▶ [What you will do] In the post about balancing a product with client work, how much time is set aside for the whole team each quarter?
** start of Document text **
As for implications:

\- Splitting development time between the product and the clients has been
hard but gets easier as our clients get used to it. We book in sprints of work
on Staff Squared in our schedules way in advance. I line up two solid weeks
for the entire team every quarter and this time is sacred. No amount of
customer complaints get us to move this time. The amount of time I block out
increases with the growth of the app. There's a constant backlog of minor
tweaks, so if any of the team find themselves at a loose end they always
revert to the Staff Squared backlog (We use a trello/harvest combo for
managing this).

\- Managing sales - our office manager has stepped in to help the onboarding
and sales but ultimately as CEO of Atlas I've done the lion share of this
work. This has meant a lot of overtime on my part but tbh I enjoy the work.
Given that our aim is to transition in to a product company that does a bit of
consultancy on the side (as opposed to a service company with a couple of
products) this is short term pain I'm more than happy to experience.

\- Staff development - One of our programmers wasn't performing incredibly
well in her position as a programmer. She's always had an artistic flair that
a lot of programmers aren't blessed with, and so I decided to take a punt and
move her on to Staff Squared full time to help me with marketing and UX. She's
transformed beyond recognition and now my right hand woman when it comes to
making changes to the Staff Squared app UI.
** end of Document text **
** start of Entries shown **
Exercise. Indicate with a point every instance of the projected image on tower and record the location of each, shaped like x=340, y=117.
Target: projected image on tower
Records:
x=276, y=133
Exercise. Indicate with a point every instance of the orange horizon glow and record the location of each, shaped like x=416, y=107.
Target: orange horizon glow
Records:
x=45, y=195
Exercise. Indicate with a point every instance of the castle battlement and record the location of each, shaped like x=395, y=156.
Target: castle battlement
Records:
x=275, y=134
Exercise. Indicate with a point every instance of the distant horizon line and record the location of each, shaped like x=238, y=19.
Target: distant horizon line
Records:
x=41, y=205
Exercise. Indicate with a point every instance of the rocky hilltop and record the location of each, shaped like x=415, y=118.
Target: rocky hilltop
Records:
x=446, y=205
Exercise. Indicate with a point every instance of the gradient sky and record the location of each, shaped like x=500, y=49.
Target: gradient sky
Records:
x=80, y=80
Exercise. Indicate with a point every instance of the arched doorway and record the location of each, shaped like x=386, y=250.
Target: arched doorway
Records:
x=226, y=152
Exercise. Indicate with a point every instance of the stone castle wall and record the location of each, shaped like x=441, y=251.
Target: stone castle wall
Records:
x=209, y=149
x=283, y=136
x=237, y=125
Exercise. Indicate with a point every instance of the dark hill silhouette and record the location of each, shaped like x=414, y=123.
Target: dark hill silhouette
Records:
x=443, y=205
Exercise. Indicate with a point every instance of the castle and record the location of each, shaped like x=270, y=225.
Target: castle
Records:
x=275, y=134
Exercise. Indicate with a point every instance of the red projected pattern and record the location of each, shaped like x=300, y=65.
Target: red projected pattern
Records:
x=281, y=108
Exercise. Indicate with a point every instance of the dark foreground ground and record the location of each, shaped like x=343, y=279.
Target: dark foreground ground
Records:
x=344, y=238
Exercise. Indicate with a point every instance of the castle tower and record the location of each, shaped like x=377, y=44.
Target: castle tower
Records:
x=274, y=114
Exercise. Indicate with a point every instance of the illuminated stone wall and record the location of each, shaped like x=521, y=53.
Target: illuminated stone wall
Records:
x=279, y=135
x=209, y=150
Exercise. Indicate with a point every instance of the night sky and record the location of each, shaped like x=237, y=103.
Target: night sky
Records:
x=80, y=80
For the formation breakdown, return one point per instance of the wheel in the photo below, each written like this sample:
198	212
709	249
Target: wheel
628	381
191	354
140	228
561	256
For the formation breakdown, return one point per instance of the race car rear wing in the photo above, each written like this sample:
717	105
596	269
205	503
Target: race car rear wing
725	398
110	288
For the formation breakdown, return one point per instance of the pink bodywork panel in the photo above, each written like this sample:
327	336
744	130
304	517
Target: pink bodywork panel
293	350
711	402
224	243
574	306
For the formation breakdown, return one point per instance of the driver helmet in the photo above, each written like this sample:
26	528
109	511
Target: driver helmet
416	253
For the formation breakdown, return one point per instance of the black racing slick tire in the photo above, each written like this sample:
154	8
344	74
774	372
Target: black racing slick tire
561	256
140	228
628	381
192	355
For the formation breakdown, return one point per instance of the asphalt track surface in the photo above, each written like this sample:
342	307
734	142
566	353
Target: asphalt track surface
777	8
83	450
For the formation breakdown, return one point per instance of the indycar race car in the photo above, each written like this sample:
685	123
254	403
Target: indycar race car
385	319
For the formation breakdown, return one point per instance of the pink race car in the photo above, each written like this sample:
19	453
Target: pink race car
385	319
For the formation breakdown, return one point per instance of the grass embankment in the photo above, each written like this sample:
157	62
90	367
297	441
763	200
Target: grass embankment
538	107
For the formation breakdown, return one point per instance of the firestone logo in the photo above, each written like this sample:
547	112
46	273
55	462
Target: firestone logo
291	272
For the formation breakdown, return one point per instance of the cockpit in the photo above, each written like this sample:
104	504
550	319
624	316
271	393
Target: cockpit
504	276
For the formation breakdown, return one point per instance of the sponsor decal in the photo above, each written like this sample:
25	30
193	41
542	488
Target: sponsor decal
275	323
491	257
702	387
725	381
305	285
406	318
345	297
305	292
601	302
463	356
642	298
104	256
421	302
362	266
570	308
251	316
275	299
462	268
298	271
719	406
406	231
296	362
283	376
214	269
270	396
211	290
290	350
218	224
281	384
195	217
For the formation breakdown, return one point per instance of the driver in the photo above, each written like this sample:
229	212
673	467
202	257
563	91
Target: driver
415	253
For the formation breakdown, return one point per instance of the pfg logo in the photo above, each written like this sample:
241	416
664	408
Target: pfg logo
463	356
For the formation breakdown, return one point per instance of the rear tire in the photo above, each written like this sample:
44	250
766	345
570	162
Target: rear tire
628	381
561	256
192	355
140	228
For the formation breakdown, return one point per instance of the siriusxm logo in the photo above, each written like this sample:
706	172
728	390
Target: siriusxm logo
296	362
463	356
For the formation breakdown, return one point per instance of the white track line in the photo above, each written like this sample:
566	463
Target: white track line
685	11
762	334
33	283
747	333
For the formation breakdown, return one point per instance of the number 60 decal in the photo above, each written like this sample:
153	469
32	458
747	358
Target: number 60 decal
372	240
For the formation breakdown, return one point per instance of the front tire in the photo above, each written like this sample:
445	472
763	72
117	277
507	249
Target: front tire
** end of Entries shown **
▶ [Finished exercise] Two solid weeks.